**** RECORD EXCERPTS
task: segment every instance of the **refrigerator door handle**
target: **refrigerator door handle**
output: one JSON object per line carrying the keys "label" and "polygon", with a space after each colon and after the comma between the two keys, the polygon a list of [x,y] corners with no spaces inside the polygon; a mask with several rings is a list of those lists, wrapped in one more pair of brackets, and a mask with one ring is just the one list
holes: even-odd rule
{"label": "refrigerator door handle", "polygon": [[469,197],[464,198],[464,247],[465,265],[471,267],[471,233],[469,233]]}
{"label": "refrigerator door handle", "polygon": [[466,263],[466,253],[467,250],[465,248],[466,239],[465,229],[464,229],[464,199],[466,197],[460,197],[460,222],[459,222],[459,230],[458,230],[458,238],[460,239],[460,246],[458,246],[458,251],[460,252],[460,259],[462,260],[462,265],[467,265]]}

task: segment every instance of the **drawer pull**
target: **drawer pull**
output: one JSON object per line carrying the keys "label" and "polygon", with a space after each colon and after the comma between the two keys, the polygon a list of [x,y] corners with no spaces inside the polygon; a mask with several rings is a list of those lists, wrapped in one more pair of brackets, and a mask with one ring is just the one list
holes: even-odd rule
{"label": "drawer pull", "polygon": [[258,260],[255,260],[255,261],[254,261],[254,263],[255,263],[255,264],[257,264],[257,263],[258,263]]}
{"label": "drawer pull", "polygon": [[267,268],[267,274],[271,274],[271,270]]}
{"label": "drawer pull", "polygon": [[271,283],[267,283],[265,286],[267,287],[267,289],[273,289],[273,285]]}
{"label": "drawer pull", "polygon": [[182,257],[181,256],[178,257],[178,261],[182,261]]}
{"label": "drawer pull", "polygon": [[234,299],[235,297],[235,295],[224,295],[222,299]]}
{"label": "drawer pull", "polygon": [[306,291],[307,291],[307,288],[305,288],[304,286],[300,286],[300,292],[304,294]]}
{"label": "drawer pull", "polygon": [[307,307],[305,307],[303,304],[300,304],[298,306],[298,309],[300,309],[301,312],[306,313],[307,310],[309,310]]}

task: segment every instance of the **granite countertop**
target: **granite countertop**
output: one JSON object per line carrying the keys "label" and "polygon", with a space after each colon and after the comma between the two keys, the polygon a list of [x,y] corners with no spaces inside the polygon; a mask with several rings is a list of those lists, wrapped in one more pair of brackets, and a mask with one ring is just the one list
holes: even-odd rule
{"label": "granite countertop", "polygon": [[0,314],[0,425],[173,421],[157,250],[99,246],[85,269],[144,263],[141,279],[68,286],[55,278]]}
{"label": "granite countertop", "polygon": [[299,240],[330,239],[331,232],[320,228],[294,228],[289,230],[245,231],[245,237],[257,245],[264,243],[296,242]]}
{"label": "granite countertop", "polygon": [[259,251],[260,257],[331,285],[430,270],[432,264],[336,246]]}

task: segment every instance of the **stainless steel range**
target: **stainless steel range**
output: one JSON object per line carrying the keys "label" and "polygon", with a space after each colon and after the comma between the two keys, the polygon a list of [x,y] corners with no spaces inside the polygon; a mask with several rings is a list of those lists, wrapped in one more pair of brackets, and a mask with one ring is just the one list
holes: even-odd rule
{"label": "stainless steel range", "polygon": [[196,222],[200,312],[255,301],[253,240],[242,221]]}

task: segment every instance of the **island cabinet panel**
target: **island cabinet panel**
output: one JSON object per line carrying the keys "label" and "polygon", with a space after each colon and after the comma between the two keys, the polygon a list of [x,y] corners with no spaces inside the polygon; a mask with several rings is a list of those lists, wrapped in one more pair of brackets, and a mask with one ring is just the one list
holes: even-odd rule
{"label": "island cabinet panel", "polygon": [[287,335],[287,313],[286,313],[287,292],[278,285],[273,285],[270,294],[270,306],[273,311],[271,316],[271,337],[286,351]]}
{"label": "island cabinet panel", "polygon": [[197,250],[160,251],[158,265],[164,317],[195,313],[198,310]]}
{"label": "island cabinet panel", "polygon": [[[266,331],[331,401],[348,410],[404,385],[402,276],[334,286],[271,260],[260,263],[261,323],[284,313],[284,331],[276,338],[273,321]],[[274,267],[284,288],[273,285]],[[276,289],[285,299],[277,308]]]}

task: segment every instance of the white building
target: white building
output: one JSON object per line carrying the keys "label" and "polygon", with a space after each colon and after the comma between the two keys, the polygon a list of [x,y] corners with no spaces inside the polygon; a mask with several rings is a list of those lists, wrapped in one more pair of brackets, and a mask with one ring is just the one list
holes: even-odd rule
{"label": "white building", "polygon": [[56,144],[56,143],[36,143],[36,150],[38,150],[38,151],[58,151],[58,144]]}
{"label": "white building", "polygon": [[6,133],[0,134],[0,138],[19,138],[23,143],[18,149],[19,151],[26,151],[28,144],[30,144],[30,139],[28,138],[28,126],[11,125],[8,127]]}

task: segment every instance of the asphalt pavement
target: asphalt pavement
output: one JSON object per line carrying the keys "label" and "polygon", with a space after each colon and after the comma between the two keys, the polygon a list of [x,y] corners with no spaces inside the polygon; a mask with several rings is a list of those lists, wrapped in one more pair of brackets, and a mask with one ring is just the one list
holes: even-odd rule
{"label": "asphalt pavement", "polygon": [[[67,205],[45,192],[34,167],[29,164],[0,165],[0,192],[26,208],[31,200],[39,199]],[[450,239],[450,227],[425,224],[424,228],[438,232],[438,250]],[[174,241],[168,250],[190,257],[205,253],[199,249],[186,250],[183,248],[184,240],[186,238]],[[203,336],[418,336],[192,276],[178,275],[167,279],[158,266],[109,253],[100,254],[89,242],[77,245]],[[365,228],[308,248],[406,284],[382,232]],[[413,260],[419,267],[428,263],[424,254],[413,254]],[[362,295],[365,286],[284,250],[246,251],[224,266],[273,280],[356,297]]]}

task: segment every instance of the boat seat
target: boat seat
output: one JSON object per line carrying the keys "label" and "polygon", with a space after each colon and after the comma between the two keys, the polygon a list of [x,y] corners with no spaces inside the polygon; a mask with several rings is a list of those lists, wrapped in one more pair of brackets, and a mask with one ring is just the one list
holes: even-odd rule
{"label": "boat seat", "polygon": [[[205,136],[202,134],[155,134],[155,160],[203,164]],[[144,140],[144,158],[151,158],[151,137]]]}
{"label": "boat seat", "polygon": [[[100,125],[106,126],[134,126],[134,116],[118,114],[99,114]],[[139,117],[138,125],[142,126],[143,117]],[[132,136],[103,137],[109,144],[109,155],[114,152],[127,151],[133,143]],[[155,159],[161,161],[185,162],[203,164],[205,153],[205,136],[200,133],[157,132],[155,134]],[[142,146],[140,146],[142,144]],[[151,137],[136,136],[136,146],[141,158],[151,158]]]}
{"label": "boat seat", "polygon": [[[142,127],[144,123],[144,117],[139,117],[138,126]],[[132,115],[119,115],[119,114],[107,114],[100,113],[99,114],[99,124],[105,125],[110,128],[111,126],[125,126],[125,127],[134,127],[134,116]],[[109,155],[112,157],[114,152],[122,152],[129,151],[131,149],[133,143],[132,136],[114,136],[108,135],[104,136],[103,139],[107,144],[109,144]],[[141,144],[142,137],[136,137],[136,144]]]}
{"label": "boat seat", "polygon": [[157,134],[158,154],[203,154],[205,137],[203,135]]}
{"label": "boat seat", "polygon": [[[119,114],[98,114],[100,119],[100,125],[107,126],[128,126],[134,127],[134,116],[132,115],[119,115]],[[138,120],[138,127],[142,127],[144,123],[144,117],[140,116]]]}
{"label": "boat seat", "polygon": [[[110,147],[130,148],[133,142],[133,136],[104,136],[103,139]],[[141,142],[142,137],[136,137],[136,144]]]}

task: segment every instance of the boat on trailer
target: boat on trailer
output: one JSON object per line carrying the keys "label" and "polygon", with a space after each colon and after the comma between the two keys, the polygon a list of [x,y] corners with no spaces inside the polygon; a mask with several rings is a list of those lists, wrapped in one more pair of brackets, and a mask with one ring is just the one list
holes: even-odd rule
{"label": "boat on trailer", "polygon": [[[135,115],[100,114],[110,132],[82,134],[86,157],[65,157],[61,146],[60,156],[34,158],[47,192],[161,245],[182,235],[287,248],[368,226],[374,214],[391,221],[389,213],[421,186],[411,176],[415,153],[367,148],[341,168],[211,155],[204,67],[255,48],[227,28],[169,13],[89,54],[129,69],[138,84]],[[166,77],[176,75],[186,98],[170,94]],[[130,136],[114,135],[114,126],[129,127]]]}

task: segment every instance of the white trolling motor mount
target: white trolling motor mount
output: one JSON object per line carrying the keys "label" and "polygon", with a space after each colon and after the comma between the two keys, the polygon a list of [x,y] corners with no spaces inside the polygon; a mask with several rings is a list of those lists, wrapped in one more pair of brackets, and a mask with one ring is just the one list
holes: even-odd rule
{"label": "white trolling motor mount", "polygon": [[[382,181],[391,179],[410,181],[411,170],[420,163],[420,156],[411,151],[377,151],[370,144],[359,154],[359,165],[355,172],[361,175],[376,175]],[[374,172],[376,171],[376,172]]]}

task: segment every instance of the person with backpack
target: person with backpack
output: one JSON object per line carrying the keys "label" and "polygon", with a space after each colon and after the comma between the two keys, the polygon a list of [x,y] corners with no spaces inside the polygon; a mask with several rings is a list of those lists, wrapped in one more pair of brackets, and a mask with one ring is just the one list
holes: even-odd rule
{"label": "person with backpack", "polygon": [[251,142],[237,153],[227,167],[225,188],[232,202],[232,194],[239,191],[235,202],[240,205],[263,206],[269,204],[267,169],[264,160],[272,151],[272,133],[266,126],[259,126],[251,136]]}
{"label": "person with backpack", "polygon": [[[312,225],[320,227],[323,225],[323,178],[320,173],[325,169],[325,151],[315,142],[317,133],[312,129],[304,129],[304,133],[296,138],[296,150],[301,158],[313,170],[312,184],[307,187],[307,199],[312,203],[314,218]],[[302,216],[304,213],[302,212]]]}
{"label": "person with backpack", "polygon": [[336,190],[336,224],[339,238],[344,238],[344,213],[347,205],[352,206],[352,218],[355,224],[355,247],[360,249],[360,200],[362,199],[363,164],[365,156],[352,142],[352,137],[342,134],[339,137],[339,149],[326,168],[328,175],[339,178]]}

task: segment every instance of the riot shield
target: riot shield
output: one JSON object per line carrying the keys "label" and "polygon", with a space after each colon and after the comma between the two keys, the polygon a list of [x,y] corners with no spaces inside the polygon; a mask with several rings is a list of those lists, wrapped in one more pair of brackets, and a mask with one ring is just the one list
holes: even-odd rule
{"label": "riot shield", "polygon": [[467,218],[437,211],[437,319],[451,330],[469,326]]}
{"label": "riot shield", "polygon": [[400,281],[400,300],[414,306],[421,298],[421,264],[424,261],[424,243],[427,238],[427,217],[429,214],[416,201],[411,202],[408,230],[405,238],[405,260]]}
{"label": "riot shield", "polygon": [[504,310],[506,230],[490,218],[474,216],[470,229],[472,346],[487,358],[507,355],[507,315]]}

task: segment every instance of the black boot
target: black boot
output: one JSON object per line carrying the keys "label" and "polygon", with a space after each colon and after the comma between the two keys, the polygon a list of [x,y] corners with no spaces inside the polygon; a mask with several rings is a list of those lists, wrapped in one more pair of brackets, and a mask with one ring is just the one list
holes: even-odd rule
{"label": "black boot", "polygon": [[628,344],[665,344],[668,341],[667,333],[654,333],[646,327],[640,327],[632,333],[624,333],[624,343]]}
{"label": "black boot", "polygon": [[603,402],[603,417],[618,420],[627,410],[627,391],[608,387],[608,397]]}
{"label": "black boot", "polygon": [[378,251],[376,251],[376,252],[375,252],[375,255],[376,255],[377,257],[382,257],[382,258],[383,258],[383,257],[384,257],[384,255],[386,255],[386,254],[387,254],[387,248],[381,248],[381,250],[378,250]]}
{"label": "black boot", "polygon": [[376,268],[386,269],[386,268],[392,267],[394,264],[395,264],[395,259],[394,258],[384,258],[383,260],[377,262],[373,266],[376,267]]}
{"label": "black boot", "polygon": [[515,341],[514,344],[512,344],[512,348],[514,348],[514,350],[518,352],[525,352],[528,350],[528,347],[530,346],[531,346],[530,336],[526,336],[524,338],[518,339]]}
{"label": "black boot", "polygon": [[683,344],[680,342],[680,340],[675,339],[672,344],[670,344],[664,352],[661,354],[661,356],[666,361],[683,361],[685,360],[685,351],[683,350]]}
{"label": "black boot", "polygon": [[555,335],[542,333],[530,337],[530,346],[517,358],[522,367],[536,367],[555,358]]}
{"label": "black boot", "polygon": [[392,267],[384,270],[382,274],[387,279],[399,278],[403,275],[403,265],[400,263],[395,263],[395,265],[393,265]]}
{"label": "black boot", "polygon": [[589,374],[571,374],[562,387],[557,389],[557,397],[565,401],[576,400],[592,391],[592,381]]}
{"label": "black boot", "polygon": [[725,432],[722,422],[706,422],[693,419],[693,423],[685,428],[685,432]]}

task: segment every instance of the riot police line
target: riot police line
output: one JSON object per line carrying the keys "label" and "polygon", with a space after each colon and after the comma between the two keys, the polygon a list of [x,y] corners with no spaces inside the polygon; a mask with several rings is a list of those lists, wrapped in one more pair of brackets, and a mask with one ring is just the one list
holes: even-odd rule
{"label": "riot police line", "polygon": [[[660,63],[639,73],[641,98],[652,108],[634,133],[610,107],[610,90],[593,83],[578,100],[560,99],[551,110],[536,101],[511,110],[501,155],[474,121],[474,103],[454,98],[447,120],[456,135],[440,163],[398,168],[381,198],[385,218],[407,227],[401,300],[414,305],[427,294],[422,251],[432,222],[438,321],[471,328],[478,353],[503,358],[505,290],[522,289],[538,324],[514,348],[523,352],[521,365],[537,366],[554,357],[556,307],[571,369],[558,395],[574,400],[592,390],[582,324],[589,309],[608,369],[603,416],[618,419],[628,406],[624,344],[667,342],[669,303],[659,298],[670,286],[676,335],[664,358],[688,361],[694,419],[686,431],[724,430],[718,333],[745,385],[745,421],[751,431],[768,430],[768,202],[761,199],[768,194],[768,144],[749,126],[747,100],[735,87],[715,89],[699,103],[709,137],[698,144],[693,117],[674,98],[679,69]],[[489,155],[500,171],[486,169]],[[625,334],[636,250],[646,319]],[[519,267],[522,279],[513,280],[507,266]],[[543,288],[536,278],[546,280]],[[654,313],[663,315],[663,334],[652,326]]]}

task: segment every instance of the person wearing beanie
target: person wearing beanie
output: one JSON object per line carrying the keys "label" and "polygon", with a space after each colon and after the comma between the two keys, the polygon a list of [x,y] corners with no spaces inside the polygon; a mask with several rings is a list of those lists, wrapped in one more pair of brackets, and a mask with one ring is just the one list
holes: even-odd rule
********
The answer must consist of every line above that holds the string "beanie", copied exactly.

task: segment every instance of the person wearing beanie
target: person wearing beanie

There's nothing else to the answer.